必須課題 1 >> アニメと実写をめぐる対話文では、ガメラはどちら側の伝統だとされていますか。
必須課題 2 >> アニメと実写をめぐる対話文を、最後の発言に続けて書き進めてください。

「陽子の陽は太陽の陽」
「そんな、どこかのようこそ陽子みたいなことを言ってどうしたんですか」
「いや、朝の連ドラをちらっと見たら同じようなことを言っていた」
「は?」
「まるでようこそ陽子だよ、と思ったが話はそれほど単純では無いと気付いた」
「どういう意味?」
「ヤマトも同じだってことだ」
「えっ?」
「昔のアニメのネタを実写でやる。あしたのジョーも同じような流れだ」
「そうか」
「そういう意味では、宇宙犬作戦だって、昔ならアニメでやっていたノリだし、他にもいろいろあるぞ」
「それって実写がアニメを追いかけているという意味かい?」
「いや。そうじゃない。かつてアニメが自らの領域として確保していた世界を、急速に実写の世界が追いかけてギャップを詰めているところなのだろうと思う」
「実写冬の時代を抜けて、急速に追い上げてキャッチアップ中ってことだね」
「しかし、話はそこで止まらない」
「というと?」
「キャッチアップは単に同じ水準に追いつくことを意味しない」
「それって……」
「実写にはアニメよりも古い長い歴史があり、その蓄積もある。それらも当然継承されてくる」
「それじゃ実写がアニメを踏み越えちゃうじゃないか」
「というか、今まさに踏み越えつつあるのだと思うよ。時代的に」
どうするどうする君ならどうする §
「たとえば、ワンピースという人気アニメがあるが、海賊ものという意味ではゴーカイジャーが追い上げている」
「人気はワンピースの方が高そうだけどね」
「今はな」
「というと?」
「過去のスケールがあるからまだワンピースの優位が動かないが、ゴーカイジャーはワンピースの背後にひたひたと歩み寄っている」
「まるで秩序がひっくり返る前夜みたいじゃないか」
「そうさ。ワンピースがトリコと共演して、まだまだこれからのトリコの宣伝というどうでもいい役目に借り出されている間に、後発組が迫ってきているのだ」
「ウサギは圧倒的に先行しているからといって、寝てる場合じゃないってことだね」
「ドジで間抜けなのろまのカメと馬鹿にしていると、手足を引っ込めて火炎噴射で追い上げてくるぞ」
「火炎噴射って……」
「ガメラは実写側の伝統だからな」
「ははは」
「そこで問題なのは『どうするどうする君ならどうする』ということだ」
「アニメが輝きを失ったとき、僕らはどうするべきかってことだね」
「そうだ。君はどうする?」
「急に言われても分からないよ。まあ別にアニメはただの娯楽だから、無くても死にはしないと思うけど」
「少なくともヤマトファンには、復活編→SPACE BATTLESHIP ヤマトという適応のためのブリッジが提供された幸運がある」
「この場合のブリッジは艦橋じゃなくて橋だね」
「そうだ。第1艦橋でも第2艦橋でも第3艦橋でもない」
「第2艦橋ってあまり存在を認識してない人が多いかもよ」
「島が『林、バラン星との誤差は?』と言ってるのが第2艦橋だ」
「それじゃ分からないよ」

データ項目 >>
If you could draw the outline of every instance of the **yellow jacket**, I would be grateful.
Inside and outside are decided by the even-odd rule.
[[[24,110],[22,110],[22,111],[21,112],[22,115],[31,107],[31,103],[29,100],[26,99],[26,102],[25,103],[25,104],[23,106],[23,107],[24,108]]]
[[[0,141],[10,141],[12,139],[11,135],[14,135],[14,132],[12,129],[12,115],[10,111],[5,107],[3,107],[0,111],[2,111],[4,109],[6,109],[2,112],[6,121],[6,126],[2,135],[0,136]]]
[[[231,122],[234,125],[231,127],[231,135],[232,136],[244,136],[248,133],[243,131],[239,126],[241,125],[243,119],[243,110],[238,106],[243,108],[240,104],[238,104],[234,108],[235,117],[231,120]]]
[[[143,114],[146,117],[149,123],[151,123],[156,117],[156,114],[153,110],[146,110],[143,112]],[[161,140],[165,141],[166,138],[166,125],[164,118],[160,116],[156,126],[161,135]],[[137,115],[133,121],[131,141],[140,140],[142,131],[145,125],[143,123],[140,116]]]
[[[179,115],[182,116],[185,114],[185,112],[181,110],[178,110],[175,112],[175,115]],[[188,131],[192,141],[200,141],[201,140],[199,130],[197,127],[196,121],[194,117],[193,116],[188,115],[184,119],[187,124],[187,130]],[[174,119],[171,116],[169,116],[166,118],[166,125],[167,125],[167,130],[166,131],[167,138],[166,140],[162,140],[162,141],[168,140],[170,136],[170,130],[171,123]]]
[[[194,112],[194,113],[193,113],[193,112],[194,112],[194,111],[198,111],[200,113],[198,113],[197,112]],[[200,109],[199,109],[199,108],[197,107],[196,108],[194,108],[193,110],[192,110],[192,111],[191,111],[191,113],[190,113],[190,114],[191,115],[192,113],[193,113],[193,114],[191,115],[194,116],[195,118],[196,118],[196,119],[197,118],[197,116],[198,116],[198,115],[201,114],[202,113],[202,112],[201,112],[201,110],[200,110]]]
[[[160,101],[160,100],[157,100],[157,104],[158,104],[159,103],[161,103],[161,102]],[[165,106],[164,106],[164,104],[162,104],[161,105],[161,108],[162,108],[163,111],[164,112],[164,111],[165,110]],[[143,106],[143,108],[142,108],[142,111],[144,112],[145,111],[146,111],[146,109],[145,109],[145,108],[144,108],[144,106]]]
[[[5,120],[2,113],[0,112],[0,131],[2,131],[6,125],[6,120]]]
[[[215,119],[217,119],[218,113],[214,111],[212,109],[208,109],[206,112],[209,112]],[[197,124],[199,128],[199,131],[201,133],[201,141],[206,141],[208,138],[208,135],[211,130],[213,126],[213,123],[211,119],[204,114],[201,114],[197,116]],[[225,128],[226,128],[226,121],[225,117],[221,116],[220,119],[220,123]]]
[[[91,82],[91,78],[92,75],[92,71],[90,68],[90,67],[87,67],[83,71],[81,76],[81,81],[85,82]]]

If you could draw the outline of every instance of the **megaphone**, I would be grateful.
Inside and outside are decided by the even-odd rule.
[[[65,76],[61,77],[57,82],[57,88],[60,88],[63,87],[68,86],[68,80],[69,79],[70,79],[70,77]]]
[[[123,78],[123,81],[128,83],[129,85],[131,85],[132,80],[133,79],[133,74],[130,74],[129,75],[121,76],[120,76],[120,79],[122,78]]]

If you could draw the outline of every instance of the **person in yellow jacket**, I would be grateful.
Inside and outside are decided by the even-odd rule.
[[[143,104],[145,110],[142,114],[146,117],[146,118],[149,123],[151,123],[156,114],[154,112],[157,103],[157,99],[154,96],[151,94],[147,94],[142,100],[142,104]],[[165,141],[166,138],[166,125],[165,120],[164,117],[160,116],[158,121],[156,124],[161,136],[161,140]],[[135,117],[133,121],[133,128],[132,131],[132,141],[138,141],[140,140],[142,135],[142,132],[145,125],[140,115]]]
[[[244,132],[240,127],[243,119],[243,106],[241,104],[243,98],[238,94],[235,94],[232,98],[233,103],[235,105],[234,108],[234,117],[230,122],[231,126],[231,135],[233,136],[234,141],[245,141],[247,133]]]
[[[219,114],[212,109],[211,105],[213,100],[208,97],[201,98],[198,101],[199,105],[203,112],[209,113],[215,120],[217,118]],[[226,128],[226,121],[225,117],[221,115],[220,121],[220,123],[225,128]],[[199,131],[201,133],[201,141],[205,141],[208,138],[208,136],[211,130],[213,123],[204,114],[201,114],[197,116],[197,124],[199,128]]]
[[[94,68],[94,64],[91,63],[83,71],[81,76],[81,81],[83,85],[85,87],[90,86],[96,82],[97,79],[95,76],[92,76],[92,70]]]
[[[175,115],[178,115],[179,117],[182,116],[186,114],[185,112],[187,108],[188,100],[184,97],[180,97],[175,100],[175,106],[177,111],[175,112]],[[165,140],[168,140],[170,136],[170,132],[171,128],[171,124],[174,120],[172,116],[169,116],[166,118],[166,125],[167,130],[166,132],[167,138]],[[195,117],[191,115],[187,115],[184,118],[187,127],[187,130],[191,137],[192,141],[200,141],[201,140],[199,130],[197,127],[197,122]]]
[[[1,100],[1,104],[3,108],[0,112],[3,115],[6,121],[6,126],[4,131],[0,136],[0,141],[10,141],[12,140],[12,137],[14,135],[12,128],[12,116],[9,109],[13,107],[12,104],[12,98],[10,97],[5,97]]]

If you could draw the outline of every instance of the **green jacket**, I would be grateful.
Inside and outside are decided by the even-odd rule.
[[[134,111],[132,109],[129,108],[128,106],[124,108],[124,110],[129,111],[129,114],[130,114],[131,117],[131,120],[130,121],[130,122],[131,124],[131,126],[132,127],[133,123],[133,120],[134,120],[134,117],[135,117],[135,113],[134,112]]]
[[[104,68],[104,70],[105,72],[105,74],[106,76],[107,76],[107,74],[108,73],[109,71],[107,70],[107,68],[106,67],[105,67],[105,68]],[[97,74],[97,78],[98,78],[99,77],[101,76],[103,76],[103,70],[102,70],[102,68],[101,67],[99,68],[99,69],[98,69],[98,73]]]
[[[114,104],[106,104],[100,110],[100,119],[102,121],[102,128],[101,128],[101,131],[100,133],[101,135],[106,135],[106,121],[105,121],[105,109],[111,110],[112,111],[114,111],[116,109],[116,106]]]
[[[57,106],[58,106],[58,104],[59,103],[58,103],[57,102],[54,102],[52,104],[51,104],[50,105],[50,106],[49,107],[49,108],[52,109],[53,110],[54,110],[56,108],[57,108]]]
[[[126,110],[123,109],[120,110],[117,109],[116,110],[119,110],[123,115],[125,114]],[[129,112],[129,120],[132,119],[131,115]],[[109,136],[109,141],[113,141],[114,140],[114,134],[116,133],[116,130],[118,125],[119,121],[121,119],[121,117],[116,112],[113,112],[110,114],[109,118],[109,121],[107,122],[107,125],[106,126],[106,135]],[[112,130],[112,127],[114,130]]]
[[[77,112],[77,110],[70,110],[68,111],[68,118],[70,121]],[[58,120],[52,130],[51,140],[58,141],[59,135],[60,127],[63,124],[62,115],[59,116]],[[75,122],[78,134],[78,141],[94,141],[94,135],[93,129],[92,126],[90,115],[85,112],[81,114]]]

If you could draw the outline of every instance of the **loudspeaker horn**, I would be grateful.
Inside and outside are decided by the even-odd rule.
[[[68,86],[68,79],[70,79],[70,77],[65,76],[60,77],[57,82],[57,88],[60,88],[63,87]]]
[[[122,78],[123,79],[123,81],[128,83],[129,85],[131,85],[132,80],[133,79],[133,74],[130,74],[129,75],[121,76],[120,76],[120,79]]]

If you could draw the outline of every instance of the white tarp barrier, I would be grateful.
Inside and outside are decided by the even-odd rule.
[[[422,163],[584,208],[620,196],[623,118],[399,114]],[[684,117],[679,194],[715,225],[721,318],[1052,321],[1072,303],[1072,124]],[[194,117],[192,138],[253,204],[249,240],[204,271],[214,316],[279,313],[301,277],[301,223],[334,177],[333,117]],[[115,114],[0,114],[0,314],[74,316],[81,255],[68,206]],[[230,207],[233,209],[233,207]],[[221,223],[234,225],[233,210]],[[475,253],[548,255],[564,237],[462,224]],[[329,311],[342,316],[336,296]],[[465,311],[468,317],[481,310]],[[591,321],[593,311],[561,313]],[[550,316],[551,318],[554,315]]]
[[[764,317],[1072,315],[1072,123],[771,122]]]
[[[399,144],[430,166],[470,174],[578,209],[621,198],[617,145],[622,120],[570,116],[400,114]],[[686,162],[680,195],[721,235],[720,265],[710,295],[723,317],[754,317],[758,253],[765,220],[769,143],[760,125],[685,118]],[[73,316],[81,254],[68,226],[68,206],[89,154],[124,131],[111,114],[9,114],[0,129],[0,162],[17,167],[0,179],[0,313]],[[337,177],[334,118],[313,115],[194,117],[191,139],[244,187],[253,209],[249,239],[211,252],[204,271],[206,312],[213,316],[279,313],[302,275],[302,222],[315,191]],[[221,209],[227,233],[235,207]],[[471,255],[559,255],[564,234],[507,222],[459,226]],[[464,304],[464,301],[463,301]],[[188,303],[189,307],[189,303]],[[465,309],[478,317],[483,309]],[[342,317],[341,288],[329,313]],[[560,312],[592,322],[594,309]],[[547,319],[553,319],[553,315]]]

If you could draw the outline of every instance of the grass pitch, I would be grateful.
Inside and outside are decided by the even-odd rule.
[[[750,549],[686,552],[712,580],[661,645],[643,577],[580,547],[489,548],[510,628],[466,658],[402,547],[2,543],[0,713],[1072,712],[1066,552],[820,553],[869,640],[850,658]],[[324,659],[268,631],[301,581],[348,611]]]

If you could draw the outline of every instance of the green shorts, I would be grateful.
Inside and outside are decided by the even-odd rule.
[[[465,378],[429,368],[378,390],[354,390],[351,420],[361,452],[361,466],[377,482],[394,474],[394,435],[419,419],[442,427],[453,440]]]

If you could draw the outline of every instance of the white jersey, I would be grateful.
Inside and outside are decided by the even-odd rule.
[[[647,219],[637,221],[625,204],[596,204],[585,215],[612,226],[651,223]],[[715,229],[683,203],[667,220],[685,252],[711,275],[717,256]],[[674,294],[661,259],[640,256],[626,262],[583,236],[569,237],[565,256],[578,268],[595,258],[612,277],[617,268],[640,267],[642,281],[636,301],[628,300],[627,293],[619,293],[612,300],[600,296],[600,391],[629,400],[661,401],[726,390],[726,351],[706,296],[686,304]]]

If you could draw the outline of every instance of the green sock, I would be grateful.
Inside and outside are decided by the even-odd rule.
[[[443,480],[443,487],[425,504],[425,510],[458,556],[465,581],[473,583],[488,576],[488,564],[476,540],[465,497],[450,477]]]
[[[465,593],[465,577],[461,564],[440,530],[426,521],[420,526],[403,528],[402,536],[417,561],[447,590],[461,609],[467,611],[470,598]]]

演習結果 1 >> 実写側の伝統だとされています。

演習結果 2 >>
「問題はもう軽シンの時代では無く、『いつ勘違いした実写パートをカットした本物が出るの?』と言える時代じゃ無いってことだ」
「SPACE BATTLESHIP ヤマトから実写パートを全て取ったら無くなっちゃうよね」
「でもまあ、橋を渡るのも渡らないのも本人次第だ」
「じゃ、君は渡るのかい?」
「魔神英雄伝ワタル」
「は?」
「いや、渡る。というか、とっくに渡ってしまった」
「新天地に既に入ったということだね」
「いやそうじゃない。古巣に帰ったんだ」
「古巣か」
「セブン世代をなめるなよ。ゴレンジャー世代をなめるなよ。サンダーバード世代をなめるなよ」
「ははは」
「問題は、1974年のヤマト以後の世代というのは、古巣が実写ではなくアニメかもしれない。その場合は、おいらのように『やあただいま』と特撮に戻るのとは違うハードルの高さがあるかもしれない」
「そうか。きみは、それ以前の世代の尻尾だと言っていたものね」
「これ以後の世代の頭ではない」
「分かった。実写に戻ろうというメッセージは君の世代までってことだ」
「おいらの世代とか、少し上の世代でも分かる奴と分からない奴がいると思うけどな」
「そのあたりはブレがあるってことだね」
オマケ §
「ゴレンジャー世代ってことは、新宿西口の通気口を見上げて『あのサイズの通気口からどうやってバリブルーンが飛び立てるのだろう』って悩んだ世代だね」
「そうだ。だから、ヤマトのサイズであんなに広い第1艦橋ができるはずがないって言われてもオッケーさ」
「無理は承知の世代ってことだね」
「今ではもうあの通気口も無いからとても意味不明の話だと思うけどね」
「でも、面白いね。アニメなら絵的な嘘がつけるけど、実写でも嘘があるってのは」
「映像は嘘をつく。実写であろうとね。それは本来なら前提でしか無い」
「どんな凄いニュースの映像が流れても、それを信じるなってことだね」
「そうだ。当たり前だけどな。どんなに生でカメラを動かしても、フレームの外にあるものは写らない。当たり前だ」
オマケ2 §
「まるで秩序がひっくり返る前夜みたいじゃないか」
「みたいじゃなくて、実際にそうかもしれないよ」
「どうしてあっさりそんなことを言えるんだい?」
「実際に見たからだ」
「どこで?」
「ヤマトは盤石に見えたウルトラ、ライダー、マジンガーを時代遅れにしたよ」
「うっ。そう来るか」
「盛者必衰だ。実際にヤマトだって一時は衰えた」
「そうかもしれないけど」
「それに、そういう事例は歴史の中にいくらでもある。テレビはラジオを一気に時代遅れにしたしね」
オマケIII §
「そういう意味では、東日本大震災も似たようなものだ」
「どうして?」
「これに驚いた人は多いが実は2種類ある」
「2種類?」
「以下の2つだ」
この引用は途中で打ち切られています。